■ Stated task ■
Render each non-blank line of the material below as a row in a Markdown table with the columns Row and Line, numbering the rows in order. Leave the pictures out.
─── Data to use
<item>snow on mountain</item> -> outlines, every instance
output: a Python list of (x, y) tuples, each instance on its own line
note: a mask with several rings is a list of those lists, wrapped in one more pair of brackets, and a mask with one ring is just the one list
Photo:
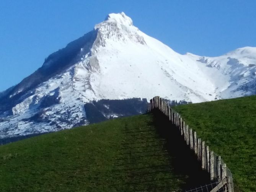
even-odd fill
[(86, 124), (85, 104), (159, 95), (194, 103), (256, 94), (256, 47), (181, 55), (111, 14), (0, 94), (0, 138)]

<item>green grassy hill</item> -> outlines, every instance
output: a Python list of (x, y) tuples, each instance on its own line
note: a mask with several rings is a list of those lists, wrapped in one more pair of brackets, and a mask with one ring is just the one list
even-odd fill
[(189, 176), (166, 145), (148, 114), (3, 145), (0, 191), (177, 191)]
[(238, 189), (256, 191), (256, 96), (174, 108), (222, 156)]

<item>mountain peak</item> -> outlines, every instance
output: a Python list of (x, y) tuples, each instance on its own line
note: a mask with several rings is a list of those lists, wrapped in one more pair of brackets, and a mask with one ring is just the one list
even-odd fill
[(98, 31), (94, 47), (104, 47), (109, 40), (146, 44), (143, 37), (138, 33), (139, 29), (133, 25), (132, 19), (122, 12), (109, 14), (104, 21), (95, 26), (94, 29)]
[(132, 20), (122, 12), (119, 13), (110, 13), (108, 15), (105, 21), (127, 25), (133, 25)]

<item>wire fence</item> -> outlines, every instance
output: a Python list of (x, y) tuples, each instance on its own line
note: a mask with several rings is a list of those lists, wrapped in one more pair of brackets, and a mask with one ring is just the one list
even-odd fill
[(185, 191), (185, 192), (228, 192), (233, 191), (233, 188), (228, 188), (229, 179), (227, 178), (220, 181), (216, 181), (210, 184), (190, 189)]
[[(190, 129), (180, 115), (171, 108), (168, 101), (158, 96), (150, 99), (147, 111), (150, 112), (155, 110), (160, 110), (168, 117), (172, 124), (178, 129), (188, 147), (193, 151), (197, 160), (200, 163), (202, 169), (207, 171), (210, 175), (212, 183), (186, 191), (233, 192), (232, 173), (221, 156), (211, 150), (209, 146), (205, 146), (205, 142), (198, 137), (196, 132)], [(221, 187), (222, 183), (223, 182), (225, 182), (225, 184)], [(214, 187), (211, 189), (210, 186), (214, 186)], [(217, 189), (218, 187), (220, 189)], [(217, 190), (216, 190), (216, 189)]]

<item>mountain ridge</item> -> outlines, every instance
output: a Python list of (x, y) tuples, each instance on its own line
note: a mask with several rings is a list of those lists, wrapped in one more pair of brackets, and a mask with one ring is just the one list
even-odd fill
──────
■ Answer to this exercise ■
| Row | Line |
|---|---|
| 1 | <item>snow on mountain</item> -> outlines, every instance |
| 2 | output: a Python list of (x, y) tuples, each instance on its own line |
| 3 | note: a mask with several rings is a list of those lists, wrapped in one more pair of brackets, and a mask with one ring is just the one list |
| 4 | Photo: |
| 5 | even-odd fill |
| 6 | [(86, 124), (85, 104), (159, 95), (194, 103), (256, 94), (256, 47), (181, 55), (111, 14), (0, 94), (0, 138)] |
| 7 | <item>green grassy hill</item> -> outlines, every instance |
| 8 | output: a Python list of (x, y) tuples, each instance on its own line |
| 9 | note: a mask with several rings is a list of those lists, wrapped in one more pair of brackets, and a mask with one ring is just the one list |
| 10 | even-odd fill |
| 11 | [(189, 176), (166, 145), (148, 114), (3, 145), (0, 191), (177, 191)] |
| 12 | [(238, 189), (256, 191), (256, 96), (174, 108), (222, 156)] |
| 13 | <item>mountain peak</item> -> outlines, every instance |
| 14 | output: a Python list of (x, y) tuples, each instance on its own line |
| 15 | note: a mask with several rings is a list of those lists, wrapped in one more pair of brackets, and a mask with one ring is just the one list |
| 16 | even-odd fill |
| 17 | [(98, 31), (94, 47), (104, 47), (109, 40), (146, 44), (143, 37), (138, 33), (139, 29), (133, 25), (132, 19), (122, 12), (109, 14), (104, 21), (95, 26), (94, 29)] |
| 18 | [(132, 20), (122, 12), (119, 13), (110, 13), (108, 15), (105, 21), (127, 25), (133, 25)] |
| 19 | <item>wire fence</item> -> outlines, every instance |
| 20 | output: a Python list of (x, y) tuples, each instance on its own line |
| 21 | note: a mask with several rings is a list of those lists, wrapped in one more pair of brackets, and a mask with one ring is just the one list |
| 22 | even-odd fill |
| 23 | [(185, 191), (185, 192), (228, 192), (233, 191), (233, 188), (228, 188), (229, 179), (227, 178), (220, 181), (216, 181), (210, 184), (190, 189)] |
| 24 | [[(190, 129), (180, 115), (171, 108), (168, 101), (158, 96), (150, 99), (147, 111), (150, 112), (155, 110), (160, 110), (168, 117), (172, 124), (178, 129), (188, 147), (193, 151), (197, 160), (200, 163), (202, 169), (207, 171), (210, 175), (212, 183), (186, 191), (233, 192), (232, 173), (221, 156), (211, 150), (209, 146), (205, 146), (205, 142), (198, 137), (196, 132)], [(221, 187), (222, 183), (223, 182), (225, 182), (225, 184)], [(214, 187), (211, 189), (210, 186), (214, 186)], [(217, 189), (218, 187), (220, 189)], [(217, 190), (216, 190), (216, 189)]] |
| 25 | <item>mountain ridge</item> -> outlines, every instance |
| 26 | output: a Python list of (x, y) tuples, each instance on its own line |
| 27 | note: a mask with several rings is a list of those lists, wrapped in one more pair of brackets, and a mask with one ring is just the one list |
| 28 | even-odd fill |